* EXCERPT:
Video game adaptations have a notoriously bad reputation.
Resident Evil has never been an outlier to that phenomenon — until now. Capcom’s iconic survival-horror series finally has a worthy live-action story that doesn’t feel weighed down by intricate lore. Resident Evil is narratively tied to the games, but mercifully doesn’t rehash them for the umpteenth time. Instead, the action takes place across two timelines that play out across the eight episodes.
The first of these is New Raccoon City circa 2022, an idyllic corporate-owned city run by the Umbrella Corporation in South Africa. Albert Wesker (Lance Reddick) and his two daughters, Jade (Tamara Smart) and Billie (Siena Agudong), move to the city as Albert ramps up research for Umbrella’s new anti-depressant medication known as Joy. The second timeline picks up fourteen years later in 2036, and follows an adult Jade Wesker (Ella Balinska) after the world has been overrun by zombies and other infected creatures.

* TASK SET:
• a. Answer these questions about the Resident Evil review.
(i) How many episodes does the series have?
(ii) What is Umbrella's new anti-depressant medication called?
(iii) In what year does the second timeline pick up?
• b. Quote the part of the Resident Evil review that opens with the words containing "Resident Evil has" and closes with "the eight episodes.".
• c. Decide whether each statement agrees with the Resident Evil review, answering yes or no and quoting the words that settle it.
(i) New Raccoon City is located in South Africa.
(ii) The series retells the stories of the games.
(iii) Billie is played by Tamara Smart.

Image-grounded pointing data

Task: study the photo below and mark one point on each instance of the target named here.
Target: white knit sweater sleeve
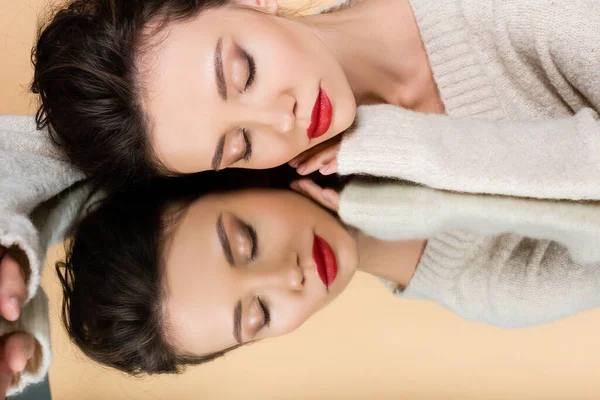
(400, 211)
(505, 261)
(554, 159)
(530, 69)
(32, 171)
(507, 280)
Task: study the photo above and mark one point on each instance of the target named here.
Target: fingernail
(29, 352)
(13, 303)
(327, 195)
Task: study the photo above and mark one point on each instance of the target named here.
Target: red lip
(320, 119)
(325, 260)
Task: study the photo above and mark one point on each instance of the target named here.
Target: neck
(394, 261)
(389, 64)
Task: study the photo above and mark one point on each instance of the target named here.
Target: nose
(278, 115)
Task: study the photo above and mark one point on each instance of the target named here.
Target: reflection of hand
(326, 197)
(13, 291)
(16, 349)
(322, 157)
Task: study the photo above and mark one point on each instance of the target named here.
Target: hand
(326, 197)
(16, 350)
(322, 157)
(13, 291)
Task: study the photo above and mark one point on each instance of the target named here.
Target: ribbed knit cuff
(388, 141)
(437, 273)
(460, 76)
(17, 230)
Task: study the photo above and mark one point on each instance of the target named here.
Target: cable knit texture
(506, 261)
(36, 208)
(521, 86)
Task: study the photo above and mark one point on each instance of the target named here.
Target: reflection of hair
(112, 275)
(85, 73)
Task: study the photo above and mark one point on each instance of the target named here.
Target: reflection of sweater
(35, 211)
(482, 261)
(521, 86)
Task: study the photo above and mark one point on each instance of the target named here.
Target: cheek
(273, 150)
(291, 314)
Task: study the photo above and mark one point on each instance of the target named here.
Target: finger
(318, 161)
(18, 350)
(325, 197)
(5, 380)
(13, 291)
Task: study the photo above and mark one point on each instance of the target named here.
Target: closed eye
(248, 145)
(254, 240)
(265, 310)
(251, 69)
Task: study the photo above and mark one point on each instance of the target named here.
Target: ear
(266, 6)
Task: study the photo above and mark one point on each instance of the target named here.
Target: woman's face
(243, 88)
(251, 265)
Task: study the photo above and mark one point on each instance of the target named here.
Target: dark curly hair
(86, 76)
(112, 276)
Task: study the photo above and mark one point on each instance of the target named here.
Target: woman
(103, 97)
(156, 280)
(170, 87)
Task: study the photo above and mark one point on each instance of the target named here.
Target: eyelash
(254, 239)
(265, 310)
(248, 145)
(251, 70)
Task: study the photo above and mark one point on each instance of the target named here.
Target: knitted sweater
(35, 211)
(521, 86)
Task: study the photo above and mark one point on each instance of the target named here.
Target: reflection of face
(271, 69)
(272, 279)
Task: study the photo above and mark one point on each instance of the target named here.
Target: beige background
(368, 344)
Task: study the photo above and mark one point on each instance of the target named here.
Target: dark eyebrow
(221, 86)
(216, 162)
(237, 322)
(224, 240)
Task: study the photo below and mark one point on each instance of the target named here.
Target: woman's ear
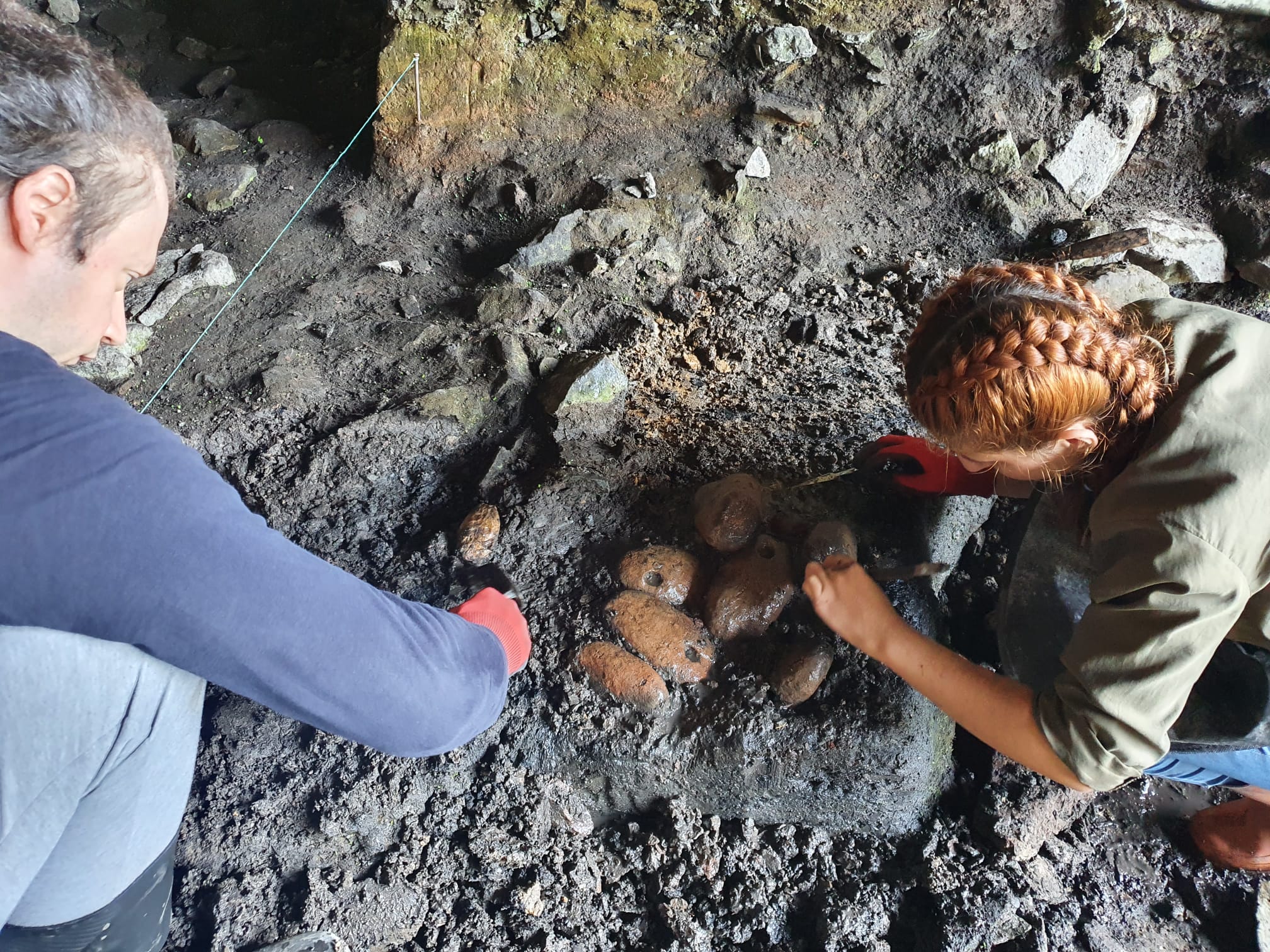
(1078, 437)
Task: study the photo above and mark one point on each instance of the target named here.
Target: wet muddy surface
(365, 411)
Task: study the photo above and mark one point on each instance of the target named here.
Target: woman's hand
(851, 603)
(924, 470)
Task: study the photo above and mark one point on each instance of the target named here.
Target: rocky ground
(394, 363)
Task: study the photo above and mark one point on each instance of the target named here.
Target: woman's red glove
(492, 609)
(930, 472)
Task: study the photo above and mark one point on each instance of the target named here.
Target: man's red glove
(492, 609)
(930, 472)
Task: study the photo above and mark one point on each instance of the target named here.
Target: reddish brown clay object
(728, 512)
(751, 591)
(802, 669)
(671, 642)
(625, 677)
(478, 535)
(830, 538)
(666, 573)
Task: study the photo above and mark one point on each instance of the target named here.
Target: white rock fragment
(1181, 253)
(758, 167)
(1095, 154)
(531, 900)
(782, 45)
(1123, 283)
(64, 11)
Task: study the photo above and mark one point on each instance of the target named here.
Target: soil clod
(728, 512)
(627, 678)
(802, 671)
(672, 642)
(751, 591)
(478, 533)
(670, 574)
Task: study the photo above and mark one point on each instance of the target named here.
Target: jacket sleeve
(122, 532)
(1160, 608)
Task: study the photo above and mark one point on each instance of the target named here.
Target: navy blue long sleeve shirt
(112, 527)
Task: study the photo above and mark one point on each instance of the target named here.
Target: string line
(285, 229)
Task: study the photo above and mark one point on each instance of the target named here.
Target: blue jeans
(1047, 596)
(1220, 768)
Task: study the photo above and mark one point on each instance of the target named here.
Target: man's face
(82, 306)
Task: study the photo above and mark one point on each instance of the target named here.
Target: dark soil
(811, 282)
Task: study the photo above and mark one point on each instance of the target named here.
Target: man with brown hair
(130, 573)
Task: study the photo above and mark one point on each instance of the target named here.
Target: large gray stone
(617, 226)
(1181, 253)
(220, 187)
(177, 273)
(205, 136)
(1123, 283)
(587, 395)
(1095, 152)
(115, 365)
(1019, 812)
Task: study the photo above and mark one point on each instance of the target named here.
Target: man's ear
(42, 208)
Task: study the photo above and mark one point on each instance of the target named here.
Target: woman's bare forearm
(997, 710)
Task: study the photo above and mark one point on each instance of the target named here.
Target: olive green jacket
(1180, 548)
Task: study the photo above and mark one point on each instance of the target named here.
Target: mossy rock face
(479, 83)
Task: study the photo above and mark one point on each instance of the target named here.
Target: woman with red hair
(1145, 436)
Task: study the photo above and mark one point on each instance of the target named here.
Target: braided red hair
(1011, 354)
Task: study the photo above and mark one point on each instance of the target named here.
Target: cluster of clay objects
(666, 588)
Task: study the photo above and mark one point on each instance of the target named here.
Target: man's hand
(924, 470)
(492, 609)
(851, 603)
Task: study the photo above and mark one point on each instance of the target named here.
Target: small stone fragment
(728, 512)
(1032, 161)
(802, 671)
(770, 106)
(281, 136)
(782, 45)
(627, 678)
(666, 573)
(219, 188)
(1102, 20)
(216, 82)
(357, 222)
(998, 157)
(478, 535)
(64, 11)
(205, 136)
(670, 640)
(531, 900)
(830, 538)
(177, 273)
(751, 591)
(758, 167)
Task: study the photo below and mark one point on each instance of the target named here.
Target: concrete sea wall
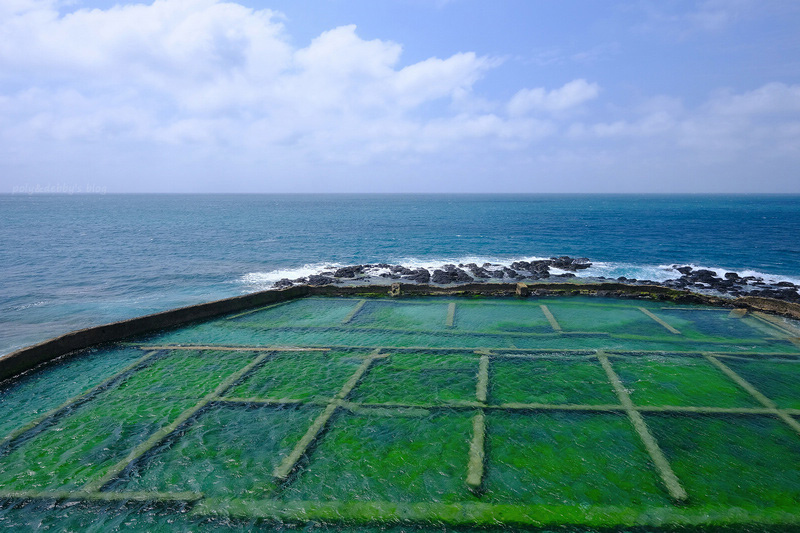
(31, 356)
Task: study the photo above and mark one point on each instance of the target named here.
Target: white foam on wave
(255, 281)
(720, 272)
(437, 263)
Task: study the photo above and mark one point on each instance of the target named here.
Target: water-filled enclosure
(381, 413)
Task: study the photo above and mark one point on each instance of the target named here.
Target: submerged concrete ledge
(29, 357)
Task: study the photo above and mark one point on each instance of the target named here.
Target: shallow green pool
(406, 414)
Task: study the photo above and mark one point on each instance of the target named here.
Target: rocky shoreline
(702, 281)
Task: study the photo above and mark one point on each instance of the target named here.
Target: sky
(422, 96)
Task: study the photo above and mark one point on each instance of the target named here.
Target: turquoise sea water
(72, 261)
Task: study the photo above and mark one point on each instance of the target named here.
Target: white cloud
(570, 95)
(762, 123)
(213, 72)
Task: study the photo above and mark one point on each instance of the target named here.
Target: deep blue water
(68, 262)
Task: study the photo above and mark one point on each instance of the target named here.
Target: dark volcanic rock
(479, 272)
(565, 262)
(349, 271)
(450, 274)
(419, 275)
(317, 280)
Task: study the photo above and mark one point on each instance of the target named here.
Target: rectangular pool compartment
(299, 375)
(33, 396)
(744, 461)
(553, 458)
(777, 380)
(603, 316)
(422, 315)
(389, 457)
(501, 317)
(216, 456)
(420, 379)
(716, 324)
(78, 447)
(556, 380)
(659, 380)
(306, 312)
(184, 374)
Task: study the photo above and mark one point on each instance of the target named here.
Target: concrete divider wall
(31, 356)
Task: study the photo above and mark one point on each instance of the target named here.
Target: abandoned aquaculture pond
(438, 410)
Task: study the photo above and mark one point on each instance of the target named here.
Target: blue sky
(400, 96)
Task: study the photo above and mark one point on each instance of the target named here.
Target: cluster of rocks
(693, 280)
(447, 274)
(733, 284)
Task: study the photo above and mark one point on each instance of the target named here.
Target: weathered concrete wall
(31, 356)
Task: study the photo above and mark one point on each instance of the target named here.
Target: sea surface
(73, 261)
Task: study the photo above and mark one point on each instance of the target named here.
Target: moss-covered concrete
(27, 358)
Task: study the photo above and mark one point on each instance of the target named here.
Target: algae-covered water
(405, 414)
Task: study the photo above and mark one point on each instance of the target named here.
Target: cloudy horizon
(404, 96)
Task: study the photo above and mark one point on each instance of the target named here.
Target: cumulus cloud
(207, 71)
(762, 123)
(570, 95)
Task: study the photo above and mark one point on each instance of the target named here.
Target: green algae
(684, 381)
(559, 449)
(549, 381)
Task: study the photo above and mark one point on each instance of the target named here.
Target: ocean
(73, 261)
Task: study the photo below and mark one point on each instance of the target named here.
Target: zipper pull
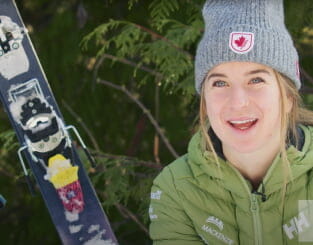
(254, 202)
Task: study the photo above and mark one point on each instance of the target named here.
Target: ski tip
(2, 201)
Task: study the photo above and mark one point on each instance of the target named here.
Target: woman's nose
(238, 98)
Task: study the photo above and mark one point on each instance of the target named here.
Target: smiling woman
(247, 176)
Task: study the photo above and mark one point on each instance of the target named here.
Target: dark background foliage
(122, 73)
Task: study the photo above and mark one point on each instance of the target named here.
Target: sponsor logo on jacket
(156, 195)
(296, 225)
(214, 232)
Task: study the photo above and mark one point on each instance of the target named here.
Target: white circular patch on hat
(241, 42)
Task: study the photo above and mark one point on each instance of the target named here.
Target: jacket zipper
(256, 220)
(254, 210)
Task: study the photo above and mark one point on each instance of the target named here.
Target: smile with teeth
(243, 124)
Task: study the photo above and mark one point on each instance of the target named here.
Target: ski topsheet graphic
(45, 141)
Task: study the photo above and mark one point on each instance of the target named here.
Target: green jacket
(195, 202)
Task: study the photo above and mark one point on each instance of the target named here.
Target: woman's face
(243, 106)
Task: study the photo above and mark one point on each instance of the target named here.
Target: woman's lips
(243, 124)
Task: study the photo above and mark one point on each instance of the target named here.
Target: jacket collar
(202, 162)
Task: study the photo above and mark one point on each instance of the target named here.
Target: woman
(247, 177)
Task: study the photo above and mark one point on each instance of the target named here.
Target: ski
(45, 139)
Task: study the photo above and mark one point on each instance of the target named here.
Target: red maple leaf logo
(241, 42)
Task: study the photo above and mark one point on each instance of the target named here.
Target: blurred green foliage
(145, 47)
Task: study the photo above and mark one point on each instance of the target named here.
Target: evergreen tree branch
(145, 110)
(158, 36)
(128, 214)
(129, 159)
(124, 61)
(82, 124)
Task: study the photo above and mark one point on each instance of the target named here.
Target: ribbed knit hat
(246, 30)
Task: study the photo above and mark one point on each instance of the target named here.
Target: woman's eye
(219, 84)
(256, 80)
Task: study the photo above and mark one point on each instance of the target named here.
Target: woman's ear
(289, 104)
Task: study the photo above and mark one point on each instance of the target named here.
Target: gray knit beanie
(246, 30)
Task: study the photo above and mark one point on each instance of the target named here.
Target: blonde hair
(289, 121)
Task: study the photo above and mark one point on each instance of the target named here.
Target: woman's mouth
(243, 124)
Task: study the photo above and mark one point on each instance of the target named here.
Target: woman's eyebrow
(258, 71)
(216, 75)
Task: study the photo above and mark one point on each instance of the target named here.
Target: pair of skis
(45, 141)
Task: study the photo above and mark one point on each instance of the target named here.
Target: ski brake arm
(29, 183)
(91, 159)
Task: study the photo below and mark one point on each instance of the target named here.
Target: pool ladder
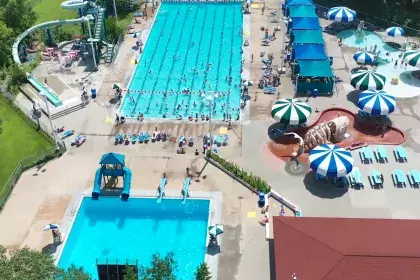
(150, 63)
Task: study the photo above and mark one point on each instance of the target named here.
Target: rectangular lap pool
(134, 230)
(192, 48)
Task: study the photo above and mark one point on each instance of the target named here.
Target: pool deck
(43, 194)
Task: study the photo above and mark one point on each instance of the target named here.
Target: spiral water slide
(68, 5)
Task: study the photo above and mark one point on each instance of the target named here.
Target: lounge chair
(66, 134)
(146, 137)
(141, 137)
(133, 138)
(118, 139)
(225, 140)
(78, 140)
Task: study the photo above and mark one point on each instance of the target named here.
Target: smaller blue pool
(132, 231)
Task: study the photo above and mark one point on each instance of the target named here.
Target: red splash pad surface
(284, 146)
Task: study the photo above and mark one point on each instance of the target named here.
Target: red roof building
(346, 249)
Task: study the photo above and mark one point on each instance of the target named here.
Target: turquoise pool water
(185, 39)
(369, 40)
(134, 230)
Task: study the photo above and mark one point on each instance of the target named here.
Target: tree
(160, 268)
(26, 263)
(74, 273)
(202, 272)
(130, 273)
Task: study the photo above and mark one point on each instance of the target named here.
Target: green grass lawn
(19, 139)
(48, 10)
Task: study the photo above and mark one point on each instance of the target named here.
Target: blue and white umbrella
(51, 226)
(376, 102)
(364, 57)
(395, 31)
(330, 160)
(341, 14)
(215, 230)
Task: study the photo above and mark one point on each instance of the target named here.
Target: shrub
(256, 182)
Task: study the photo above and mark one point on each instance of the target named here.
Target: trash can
(261, 199)
(93, 93)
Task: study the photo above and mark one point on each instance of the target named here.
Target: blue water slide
(185, 189)
(97, 184)
(127, 184)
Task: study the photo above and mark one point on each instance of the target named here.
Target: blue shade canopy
(299, 3)
(364, 57)
(376, 102)
(315, 68)
(306, 37)
(330, 160)
(309, 52)
(341, 14)
(395, 31)
(301, 11)
(300, 23)
(112, 158)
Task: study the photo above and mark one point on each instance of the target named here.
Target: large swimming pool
(109, 229)
(195, 47)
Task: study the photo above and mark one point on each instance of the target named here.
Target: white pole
(115, 12)
(49, 118)
(210, 113)
(91, 45)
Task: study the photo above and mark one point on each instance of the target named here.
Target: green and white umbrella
(290, 111)
(215, 230)
(412, 58)
(367, 79)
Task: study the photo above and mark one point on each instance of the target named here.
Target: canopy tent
(301, 11)
(314, 68)
(306, 37)
(341, 14)
(290, 111)
(299, 3)
(330, 161)
(112, 158)
(367, 79)
(412, 57)
(309, 52)
(299, 23)
(376, 102)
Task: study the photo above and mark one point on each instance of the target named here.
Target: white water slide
(68, 5)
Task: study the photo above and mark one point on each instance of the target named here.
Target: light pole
(42, 93)
(115, 12)
(87, 18)
(210, 96)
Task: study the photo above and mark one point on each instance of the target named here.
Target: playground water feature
(185, 39)
(408, 85)
(111, 231)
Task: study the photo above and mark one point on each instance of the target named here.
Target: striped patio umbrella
(376, 102)
(364, 57)
(330, 160)
(412, 58)
(290, 111)
(215, 230)
(395, 31)
(341, 14)
(367, 79)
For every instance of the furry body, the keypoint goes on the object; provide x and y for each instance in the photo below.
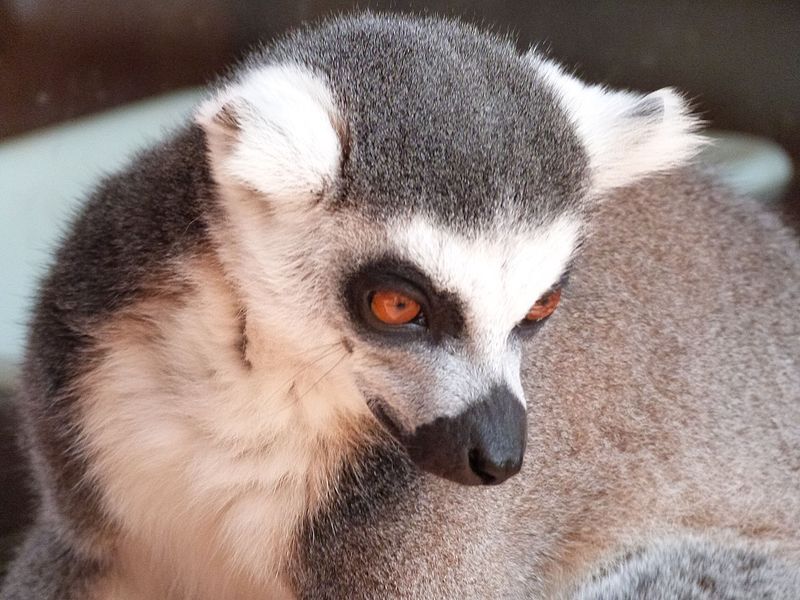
(190, 441)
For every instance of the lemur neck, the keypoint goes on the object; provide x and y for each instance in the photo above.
(223, 448)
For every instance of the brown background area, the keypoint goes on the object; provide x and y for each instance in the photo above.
(738, 59)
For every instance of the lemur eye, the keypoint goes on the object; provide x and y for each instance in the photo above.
(544, 306)
(394, 308)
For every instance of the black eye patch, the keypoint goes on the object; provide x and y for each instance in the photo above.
(442, 314)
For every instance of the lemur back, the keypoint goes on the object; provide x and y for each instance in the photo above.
(393, 261)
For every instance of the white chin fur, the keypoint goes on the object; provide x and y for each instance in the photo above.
(274, 131)
(627, 135)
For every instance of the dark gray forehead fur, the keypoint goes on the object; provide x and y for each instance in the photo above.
(442, 119)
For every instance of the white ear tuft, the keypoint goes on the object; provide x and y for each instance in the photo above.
(276, 131)
(626, 135)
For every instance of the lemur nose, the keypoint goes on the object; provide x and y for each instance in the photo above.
(493, 469)
(482, 446)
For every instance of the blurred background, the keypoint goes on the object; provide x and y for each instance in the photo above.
(85, 82)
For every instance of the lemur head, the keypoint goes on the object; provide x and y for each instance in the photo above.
(413, 191)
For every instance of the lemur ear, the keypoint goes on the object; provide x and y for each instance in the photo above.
(626, 135)
(276, 131)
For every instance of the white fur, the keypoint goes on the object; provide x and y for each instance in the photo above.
(207, 466)
(624, 146)
(283, 140)
(498, 276)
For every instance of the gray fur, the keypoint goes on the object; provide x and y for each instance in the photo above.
(662, 396)
(490, 131)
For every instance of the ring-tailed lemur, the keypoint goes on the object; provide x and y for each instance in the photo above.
(270, 351)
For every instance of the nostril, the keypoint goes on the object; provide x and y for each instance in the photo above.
(481, 467)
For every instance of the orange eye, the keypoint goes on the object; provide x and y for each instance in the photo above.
(394, 308)
(544, 306)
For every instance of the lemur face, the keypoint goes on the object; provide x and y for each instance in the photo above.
(414, 192)
(437, 320)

* LIST OF SOLUTIONS:
• a.
(i) Eight
(ii) Joy
(iii) 2036

• b.
Resident Evil has never been an outlier to that phenomenon — until now. Capcom’s iconic survival-horror series finally has a worthy live-action story that doesn’t feel weighed down by intricate lore. Resident Evil is narratively tied to the games, but mercifully doesn’t rehash them for the umpteenth time. Instead, the action takes place across two timelines that play out across the eight episodes.

• c.
(i) Yes: "an idyllic corporate-owned city run by the Umbrella Corporation in South Africa"
(ii) No: "mercifully doesn’t rehash them for the umpteenth time"
(iii) No: "Billie (Siena Agudong)"